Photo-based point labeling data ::
________________________________________

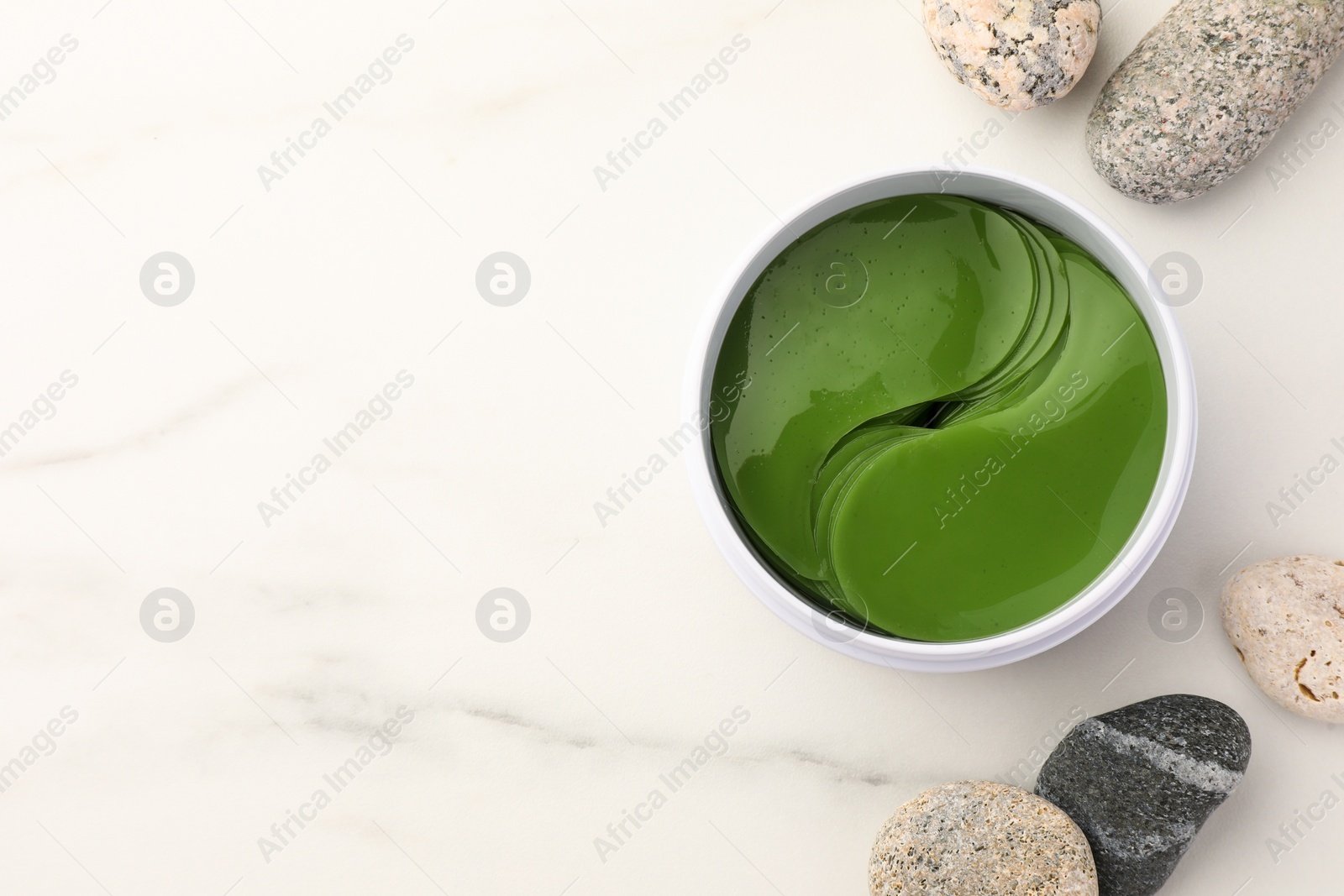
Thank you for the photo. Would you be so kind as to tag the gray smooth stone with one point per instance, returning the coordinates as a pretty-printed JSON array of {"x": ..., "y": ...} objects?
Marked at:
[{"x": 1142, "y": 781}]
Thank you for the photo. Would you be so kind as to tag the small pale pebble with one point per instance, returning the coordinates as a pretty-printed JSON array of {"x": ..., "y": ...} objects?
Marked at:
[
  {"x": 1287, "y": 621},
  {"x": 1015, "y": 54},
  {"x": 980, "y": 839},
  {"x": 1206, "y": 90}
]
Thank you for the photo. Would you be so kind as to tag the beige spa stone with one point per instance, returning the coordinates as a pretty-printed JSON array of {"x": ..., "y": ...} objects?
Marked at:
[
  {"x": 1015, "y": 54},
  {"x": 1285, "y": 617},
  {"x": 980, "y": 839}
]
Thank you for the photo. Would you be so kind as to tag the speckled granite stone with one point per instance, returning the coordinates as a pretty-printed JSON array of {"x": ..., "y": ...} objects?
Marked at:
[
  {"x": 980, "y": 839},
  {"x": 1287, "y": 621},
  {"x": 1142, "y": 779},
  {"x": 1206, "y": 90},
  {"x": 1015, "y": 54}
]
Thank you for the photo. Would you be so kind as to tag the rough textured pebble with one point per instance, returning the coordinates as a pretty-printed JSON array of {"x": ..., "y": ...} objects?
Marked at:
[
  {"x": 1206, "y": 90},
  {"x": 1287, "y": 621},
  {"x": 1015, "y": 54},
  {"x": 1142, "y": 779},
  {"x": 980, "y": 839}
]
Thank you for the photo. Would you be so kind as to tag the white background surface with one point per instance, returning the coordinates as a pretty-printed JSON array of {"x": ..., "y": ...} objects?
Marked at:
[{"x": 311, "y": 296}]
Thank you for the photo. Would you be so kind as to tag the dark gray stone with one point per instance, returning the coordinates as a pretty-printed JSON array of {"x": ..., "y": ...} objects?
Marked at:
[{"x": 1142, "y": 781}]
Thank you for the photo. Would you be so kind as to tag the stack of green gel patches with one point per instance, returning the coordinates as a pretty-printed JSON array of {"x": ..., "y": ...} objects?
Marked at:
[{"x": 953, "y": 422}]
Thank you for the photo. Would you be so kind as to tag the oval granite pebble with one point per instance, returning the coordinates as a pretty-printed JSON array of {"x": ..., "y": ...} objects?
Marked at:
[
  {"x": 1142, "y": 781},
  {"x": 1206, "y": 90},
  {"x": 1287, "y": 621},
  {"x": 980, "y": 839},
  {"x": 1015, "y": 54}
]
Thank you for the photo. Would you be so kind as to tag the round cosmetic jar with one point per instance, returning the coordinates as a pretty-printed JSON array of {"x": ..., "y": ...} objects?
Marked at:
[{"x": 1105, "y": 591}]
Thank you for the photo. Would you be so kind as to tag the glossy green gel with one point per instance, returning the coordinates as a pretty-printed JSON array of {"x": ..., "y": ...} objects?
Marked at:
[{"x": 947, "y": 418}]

________________________________________

What you will do :: Every line is to be duplicated exactly, though pictures stay out.

Exercise answer ::
Thank you for the photo. Would you be so kind as to tag the gray smooth stone with one point per instance, returning the coordinates as a pretty-printed JSON array of {"x": ..., "y": ...} objects?
Marked at:
[{"x": 1142, "y": 781}]
Thank you for the photo. Would you be so kind as to tag the small pale pebble with one point per instance, returning the coordinates as a pretty-printed JSON array of {"x": ..., "y": ...} objects?
Marked at:
[
  {"x": 1287, "y": 621},
  {"x": 1015, "y": 54},
  {"x": 980, "y": 839},
  {"x": 1206, "y": 90}
]
Thank you for the photo. Would you be so kind as to tag the beige spa stone with one point per instance, returning the coordinates as a pretty-printed JSON array of {"x": ..., "y": ...} objects?
Marked at:
[
  {"x": 1015, "y": 54},
  {"x": 1285, "y": 617},
  {"x": 980, "y": 839}
]
Thank you for the photo. Would you be so kind as to tag the speckled granite stone with one point per instance, returning the coordinates as a pretty-printed JSON array of {"x": ..., "y": ...} objects?
Marked at:
[
  {"x": 980, "y": 839},
  {"x": 1287, "y": 621},
  {"x": 1142, "y": 779},
  {"x": 1206, "y": 90},
  {"x": 1015, "y": 54}
]
Thank you for the photo. Would you be so kind as to tag the rough textured pebble with one point per instance, returning the coordinates as a pretty-printed JSON array of {"x": ..., "y": ...} objects?
Marked at:
[
  {"x": 1206, "y": 90},
  {"x": 1287, "y": 621},
  {"x": 1015, "y": 54},
  {"x": 1142, "y": 779},
  {"x": 980, "y": 839}
]
Thank you for the photo. Would you be so kind as to tag the white background surface with one point per instance, returning the coordinates as a pretty-printed JSON array of {"x": ..., "y": ...} objects?
Marked at:
[{"x": 311, "y": 296}]
Thank you for the photo. Would you be so kind as to tag the dark gray stone with one point per instance, returning the coordinates as a pretty-printed JSON array of {"x": ..., "y": ...} objects?
Marked at:
[{"x": 1142, "y": 781}]
Thank you for the photo. Would you be so kind as to tag the stack of green gel patches with one point per instance, returning the coordinates as a pretty-printed JSON array of {"x": ..., "y": ...} objects?
Marked at:
[{"x": 953, "y": 422}]
Thank you for the photo. Would you be so kind as to tag the oval granite pebble with one point per instance, returning the coordinates as a pretty-printed JSON array of {"x": ..., "y": ...} objects?
Marked at:
[
  {"x": 1142, "y": 781},
  {"x": 1206, "y": 90},
  {"x": 1287, "y": 621},
  {"x": 980, "y": 839},
  {"x": 1015, "y": 54}
]
Thank you for the photo. Would you be so kind as to tag the round cosmetic jar with one point per instance, returning the coordinates as a pretty-printed JSON array of {"x": ..., "y": ...} objects?
Marked at:
[{"x": 1105, "y": 591}]
Thank you for the photo. Would you be so kind as to tag the glossy green gel with one point per instance, returning the coordinates as a pretty-printed JSON array of {"x": ..., "y": ...} objects?
Marked at:
[{"x": 947, "y": 418}]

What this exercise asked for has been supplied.